▸ Work item: Which lines in the records below mention the word "object"? Copy each one out.

▸ Records to process:
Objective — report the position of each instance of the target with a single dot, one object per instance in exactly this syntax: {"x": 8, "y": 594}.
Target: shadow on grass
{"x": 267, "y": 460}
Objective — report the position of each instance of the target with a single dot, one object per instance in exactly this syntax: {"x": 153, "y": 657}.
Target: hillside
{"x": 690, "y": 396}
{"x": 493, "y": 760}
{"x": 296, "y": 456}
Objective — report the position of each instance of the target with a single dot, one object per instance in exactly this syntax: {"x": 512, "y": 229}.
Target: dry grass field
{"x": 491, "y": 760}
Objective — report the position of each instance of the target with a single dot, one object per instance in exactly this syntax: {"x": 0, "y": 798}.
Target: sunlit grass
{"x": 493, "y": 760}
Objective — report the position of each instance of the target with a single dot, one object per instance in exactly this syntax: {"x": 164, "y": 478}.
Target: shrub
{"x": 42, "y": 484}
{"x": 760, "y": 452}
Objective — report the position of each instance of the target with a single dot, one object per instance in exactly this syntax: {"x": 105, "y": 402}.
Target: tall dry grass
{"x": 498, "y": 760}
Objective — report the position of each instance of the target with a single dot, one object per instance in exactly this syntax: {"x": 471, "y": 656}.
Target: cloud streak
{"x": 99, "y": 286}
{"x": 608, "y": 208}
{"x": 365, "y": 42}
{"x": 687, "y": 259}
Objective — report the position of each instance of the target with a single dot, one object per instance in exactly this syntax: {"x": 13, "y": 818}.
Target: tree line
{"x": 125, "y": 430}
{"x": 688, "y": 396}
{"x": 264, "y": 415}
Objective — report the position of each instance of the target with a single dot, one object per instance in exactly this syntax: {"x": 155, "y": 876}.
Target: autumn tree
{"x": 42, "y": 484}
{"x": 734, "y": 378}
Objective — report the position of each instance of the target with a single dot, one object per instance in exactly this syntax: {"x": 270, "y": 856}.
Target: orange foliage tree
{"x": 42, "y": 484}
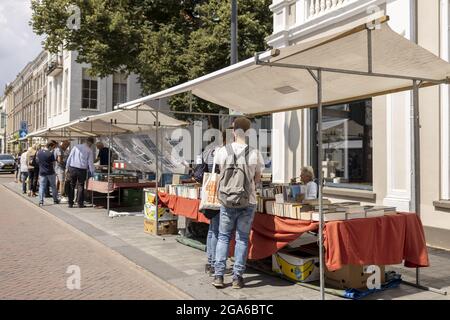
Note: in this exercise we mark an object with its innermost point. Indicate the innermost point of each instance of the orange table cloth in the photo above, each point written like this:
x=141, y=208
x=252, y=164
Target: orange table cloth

▸ Exercise solution:
Objective — report the position of each instance of the target with a single dot, one object per instance in exactly this syntax: {"x": 8, "y": 594}.
Objective — report the position of each instance of the target with a single dot, one object per instance in exactly this syntax: {"x": 153, "y": 657}.
Objective — report the position of each instance of the target with a single dot, one object per instance in exactly this syntax: {"x": 512, "y": 229}.
Objective — report the position of each instance of the target with a single dot, one object per instance in exactly this syntax: {"x": 0, "y": 798}.
Objective — report the position of each instance of the target with a single dot, one object per instance in exactly this syntax: {"x": 164, "y": 478}.
Objective — report the position of each instance of the target with a single dot, one object per instance in exactly this syntax: {"x": 105, "y": 402}.
Objective — report the position of each instance of the target with a single dot, one object per instance in exactly this syntax: {"x": 471, "y": 656}.
Objective — report the position of each instance of the target with a single dot, one object per instance in exactly this syntax: {"x": 13, "y": 818}.
Objective — report the position of each instance of the target with a single dot, one object per instance in exactly this syntax: {"x": 155, "y": 876}.
Objective — report the position of each instance of the target with a single dot, one object per instance in exactly this syntax: {"x": 270, "y": 856}.
Note: in this exercise we mark an object with its innermost point. Indicate the innermost point of each instance of the orange table cloth in the photo above, each point written like this:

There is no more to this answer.